##### TEXT FOR ANALYSIS

Pamela AuCoin has a piece up at IndieWire that, in what seems to me to be a fairly aggressive misreading of the first season of Homeland, argues that the show takes a dishonest approach towards the intelligence community that ends up validating the war on terror. While I think it’s absolutely true that Homeland argues that we need a vigilant bureaucracy to address a risk of terror that I don’t think any sensible person would deny exists though reasonable people can argue over the magnitude, I think the show is vary more intelligent than AuCoin gives it credit for about parsing terror-fighting techniques.
First, she argues that Carrie’s actions are: “quite horrifying; she installs bugs on the home of a terror suspect, which she has been ordered to take down before she can gather any meaningful intelligence. Isn’t that convenient? Our civil liberties are what come between sniffing out Al Qaeda operatives, who just won’t allow well-meaning if somewhat psychotic spies to do their jobs properly.” But this is a total misreading of Carrie’s bugging activities. The cameras turn up no useful information. Carrie’s first break in the case comes from analyzing publicly available cable footage and finding Brody’s tell. The fact that Carrie’s been spying on him ruins the rapport she’s building with him in person when she accidentally reveals that she knows more about him than she could have without surveillance. And not only does the show emphasize that Carrie’s surveillance of Brody is ineffective, it’s repeatedly and clearly stated by credible actors that it’s illegal. (Relatedly, AuCoin says that Carrie doesn’t lose her job, which is true in that incident, but factually untrue by the end of the season).
Second, she says that the al Qaeda operative who commits suicide was about to give up valuable information. But I’m not actually sure what textual evidence there is that the information he was about to surrender would be significant, actionable, or even true. If anything, the man seemed relatively stoic throughout his ordeal, his suicide a triumphant martyr’s death rather than a desperate act to preserve his silence. By contrast, Saul’s road trip with a homegrown terrorist produces the first break in the case, revealing that Tom Walker is alive. He uses conversation, compassion, and intellect to get her to talk—and the show devotes an entire episode to showing how and why that approach works.

##########
##### INFORMATION GIVEN

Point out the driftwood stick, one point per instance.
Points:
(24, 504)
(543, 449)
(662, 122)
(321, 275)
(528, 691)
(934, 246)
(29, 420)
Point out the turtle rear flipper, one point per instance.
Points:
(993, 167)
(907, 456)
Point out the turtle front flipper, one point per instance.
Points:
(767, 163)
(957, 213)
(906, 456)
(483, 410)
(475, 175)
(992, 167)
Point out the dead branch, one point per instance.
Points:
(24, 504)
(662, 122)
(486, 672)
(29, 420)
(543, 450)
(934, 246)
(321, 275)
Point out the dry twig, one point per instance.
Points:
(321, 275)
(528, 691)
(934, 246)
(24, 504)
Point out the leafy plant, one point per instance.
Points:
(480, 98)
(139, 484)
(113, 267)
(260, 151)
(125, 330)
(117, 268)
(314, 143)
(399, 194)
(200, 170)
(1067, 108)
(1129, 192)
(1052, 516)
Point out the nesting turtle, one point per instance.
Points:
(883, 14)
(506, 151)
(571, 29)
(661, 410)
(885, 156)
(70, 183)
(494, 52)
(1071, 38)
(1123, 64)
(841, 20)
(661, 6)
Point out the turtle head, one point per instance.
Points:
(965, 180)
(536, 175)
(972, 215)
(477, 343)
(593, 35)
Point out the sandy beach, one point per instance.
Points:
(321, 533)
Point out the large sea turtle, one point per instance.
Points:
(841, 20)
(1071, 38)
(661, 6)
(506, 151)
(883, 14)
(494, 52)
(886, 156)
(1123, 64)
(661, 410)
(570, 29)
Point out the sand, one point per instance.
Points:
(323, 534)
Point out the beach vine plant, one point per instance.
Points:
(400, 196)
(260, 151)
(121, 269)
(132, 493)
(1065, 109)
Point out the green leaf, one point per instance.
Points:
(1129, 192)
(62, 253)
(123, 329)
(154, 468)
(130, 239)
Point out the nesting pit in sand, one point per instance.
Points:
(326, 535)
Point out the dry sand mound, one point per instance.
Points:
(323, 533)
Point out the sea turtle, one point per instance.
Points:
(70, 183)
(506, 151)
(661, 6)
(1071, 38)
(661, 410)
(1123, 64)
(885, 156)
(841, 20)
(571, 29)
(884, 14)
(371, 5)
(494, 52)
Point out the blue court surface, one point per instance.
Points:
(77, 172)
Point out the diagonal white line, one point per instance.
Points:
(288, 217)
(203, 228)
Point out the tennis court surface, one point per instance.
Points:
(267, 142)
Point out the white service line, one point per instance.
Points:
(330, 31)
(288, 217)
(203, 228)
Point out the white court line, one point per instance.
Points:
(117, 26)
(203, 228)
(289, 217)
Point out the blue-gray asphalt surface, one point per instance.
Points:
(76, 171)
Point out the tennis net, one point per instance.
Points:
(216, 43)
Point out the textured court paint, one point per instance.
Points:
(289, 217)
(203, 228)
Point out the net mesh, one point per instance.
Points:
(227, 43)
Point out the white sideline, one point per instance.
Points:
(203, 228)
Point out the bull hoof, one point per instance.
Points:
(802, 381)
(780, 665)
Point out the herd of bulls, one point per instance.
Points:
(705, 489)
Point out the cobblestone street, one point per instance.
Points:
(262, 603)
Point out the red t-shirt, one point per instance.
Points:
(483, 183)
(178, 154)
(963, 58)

##########

Could you write out the stretch of the Homeland piece from "Pamela AuCoin has" through "parsing terror-fighting techniques.", renaming "AuCoin" as "the critic" each time it appears? Use only the Homeland piece, not the records.

Pamela the critic has a piece up at IndieWire that, in what seems to me to be a fairly aggressive misreading of the first season of Homeland, argues that the show takes a dishonest approach towards the intelligence community that ends up validating the war on terror. While I think it’s absolutely true that Homeland argues that we need a vigilant bureaucracy to address a risk of terror that I don’t think any sensible person would deny exists though reasonable people can argue over the magnitude, I think the show is vary more intelligent than the critic gives it credit for about parsing terror-fighting techniques.